__Supplied passage__:
-- BEGIN --

Single by Kevin Raleigh

from the album Delusions of Grandeur
- B-side: "The Art of War"
- Released: 1989
- Genre: Pop
- Length: 4:10
- Label: Atlantic
- Songwriters: Steve Kipner; Andy Goldmark;
- Producer: Peter Coleman

= Moonlight on Water =

1989 song by Steve Kipner

"Moonlight on Water", also known as "Moonlight on Water (Sex on the Beach)", is a popular song written and composed by Steve Kipner, best known for writing Olivia Newton-John's "Physical", and Andy Goldmark. The song was originally recorded by Kevin Raleigh for his 1989 album Delusions of Grandeur and was released as a single. It reached No. 60 on the U.S. Billboard Hot 100 singles chart on 24 June 1989.

-- END --

__Goal A__:
Print the stretch of the "Moonlight on Water" entry from "from the album" through "24 June 1989.".
__Goal B__:
Please carry on the "Moonlight on Water" entry from the point where it stops.

[Extracted records]
-- BEGIN --

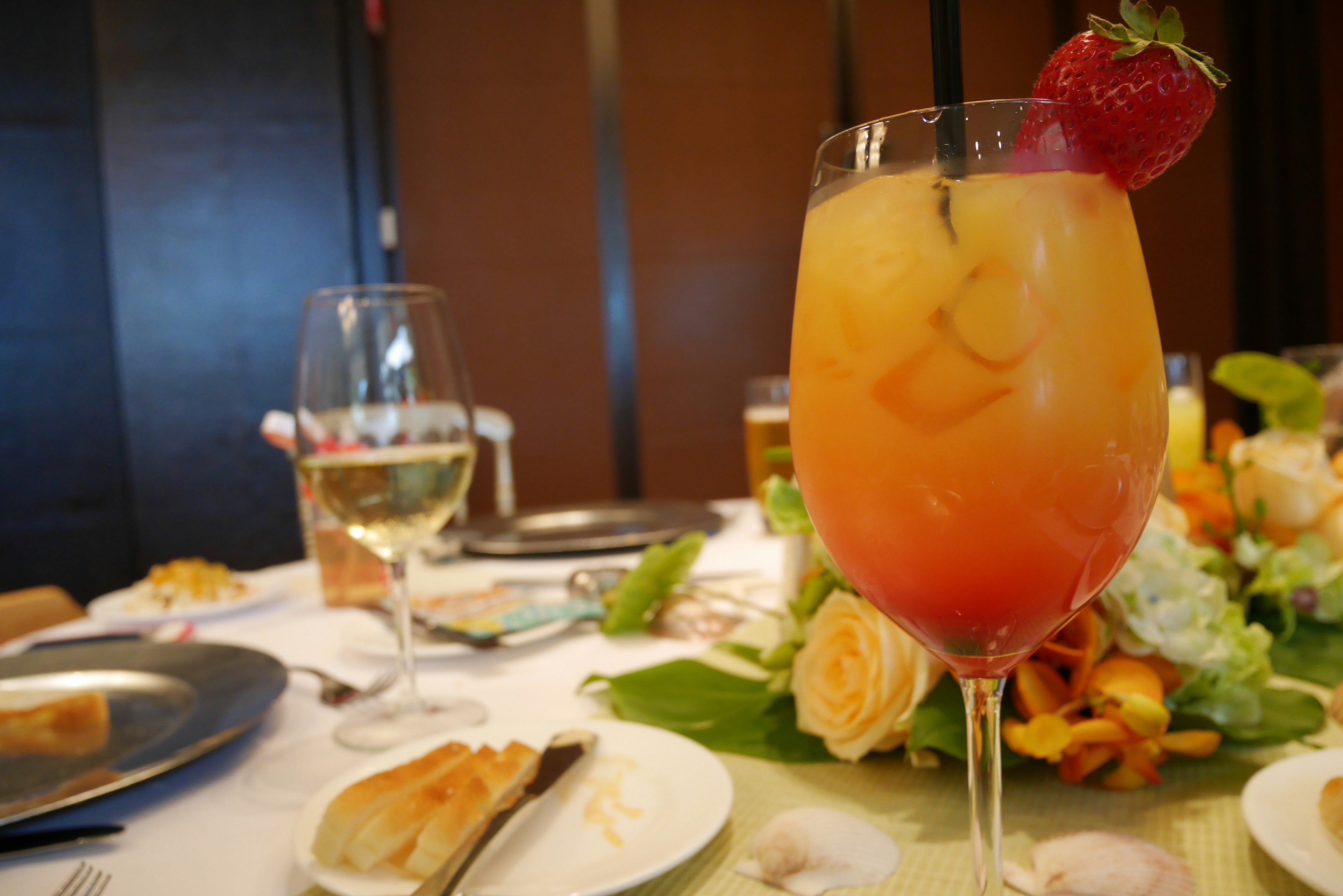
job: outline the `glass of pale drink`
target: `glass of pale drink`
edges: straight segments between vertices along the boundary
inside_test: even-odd
[[[297,466],[349,537],[387,564],[398,680],[336,729],[385,750],[483,721],[470,700],[415,682],[406,562],[462,504],[475,465],[471,391],[447,300],[431,286],[337,286],[308,297],[294,387]]]

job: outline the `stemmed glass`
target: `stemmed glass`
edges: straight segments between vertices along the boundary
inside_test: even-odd
[[[1064,114],[966,103],[831,137],[798,270],[798,482],[850,582],[960,681],[980,893],[1002,892],[1005,680],[1124,563],[1166,451],[1128,195]]]
[[[485,720],[415,684],[407,552],[458,509],[475,465],[471,390],[447,300],[431,286],[337,286],[308,297],[294,387],[297,463],[316,500],[388,567],[396,684],[336,739],[356,750]]]

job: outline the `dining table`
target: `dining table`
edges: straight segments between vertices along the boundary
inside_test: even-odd
[[[751,500],[717,501],[723,528],[705,544],[696,574],[744,572],[774,584],[752,599],[782,606],[779,580],[784,539],[767,532]],[[631,567],[638,551],[598,556],[466,557],[412,562],[411,591],[449,592],[509,578],[563,579],[579,568]],[[251,647],[286,666],[312,666],[356,685],[389,665],[351,649],[346,633],[364,611],[328,607],[314,562],[258,574],[282,586],[283,598],[196,623],[193,638]],[[763,594],[763,596],[761,596]],[[43,633],[89,630],[74,621]],[[619,674],[704,654],[704,641],[650,635],[607,637],[591,622],[524,646],[420,660],[424,693],[470,697],[492,723],[576,721],[610,717],[600,697],[583,689],[592,673]],[[106,896],[324,896],[301,869],[294,826],[304,803],[333,776],[369,754],[340,747],[332,731],[342,711],[318,700],[317,680],[293,672],[289,686],[262,721],[219,750],[145,783],[26,822],[26,830],[75,825],[124,825],[102,844],[0,861],[0,893],[47,896],[75,864],[110,872]],[[1309,744],[1261,750],[1223,748],[1207,759],[1175,759],[1164,782],[1132,793],[1065,785],[1046,763],[1005,772],[1005,856],[1025,862],[1031,844],[1073,830],[1112,830],[1144,837],[1191,866],[1199,893],[1305,896],[1313,893],[1264,853],[1241,817],[1240,791],[1275,759],[1320,746],[1343,746],[1335,723]],[[728,822],[697,854],[635,889],[639,896],[723,893],[767,896],[766,884],[733,870],[753,834],[775,814],[796,806],[841,809],[889,833],[901,850],[882,884],[845,893],[960,896],[972,889],[966,830],[964,764],[915,767],[902,751],[861,763],[786,764],[716,754],[733,782]],[[684,782],[696,787],[696,780]],[[1301,811],[1313,811],[1303,806]]]

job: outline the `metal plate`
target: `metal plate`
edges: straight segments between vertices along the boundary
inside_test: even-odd
[[[462,543],[473,553],[493,555],[614,551],[721,525],[721,516],[694,501],[598,501],[474,517]]]
[[[89,756],[0,756],[0,825],[138,783],[258,721],[285,690],[275,658],[218,643],[115,642],[0,660],[0,692],[102,690],[111,729]]]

-- END --

__Expected output A__:
from the album Delusions of Grandeur
- B-side: "The Art of War"
- Released: 1989
- Genre: Pop
- Length: 4:10
- Label: Atlantic
- Songwriters: Steve Kipner; Andy Goldmark;
- Producer: Peter Coleman

= Moonlight on Water =

1989 song by Steve Kipner

"Moonlight on Water", also known as "Moonlight on Water (Sex on the Beach)", is a popular song written and composed by Steve Kipner, best known for writing Olivia Newton-John's "Physical", and Andy Goldmark. The song was originally recorded by Kevin Raleigh for his 1989 album Delusions of Grandeur and was released as a single. It reached No. 60 on the U.S. Billboard Hot 100 singles chart on 24 June 1989.

__Expected output B__:
==Charts==

| Chart (1989) | Peak position |
|---|---|
| US Billboard Hot 100 | 60 |

==Laura Branigan version==

The song was covered by Laura Branigan and was the first single taken from the self-titled album that she released in 1990. Her version was produced by Richard Perry. However, it was only a minor hit in the United States (reaching No. 59, one spot higher than Kevin Raleigh's version), where a music video for the song received little airplay. Branigan can be seen performing the song on her second videocassette and laserdisc concert release, Laura Branigan in Concert, which was filmed in 1990 at a tour stop in Atlantic City and initially televised as part of the syndicated TV series SRO: In Concert.

===Critical reception===
Bill Coleman from Billboard wrote, "Previewing the booming-voiced diva's new self-titled album is a sinfully fun popper reminiscent of earlier chart glories. Can't wait for the club remixes."

===Track listings===

CD single
| No. | Title | Length |
|---|---|---|
| 1. | "Moonlight on Water" (Radio edit) | 3:54 |
| 2. | "Moonlight on Water" | 4:39 |

CD single (Japan)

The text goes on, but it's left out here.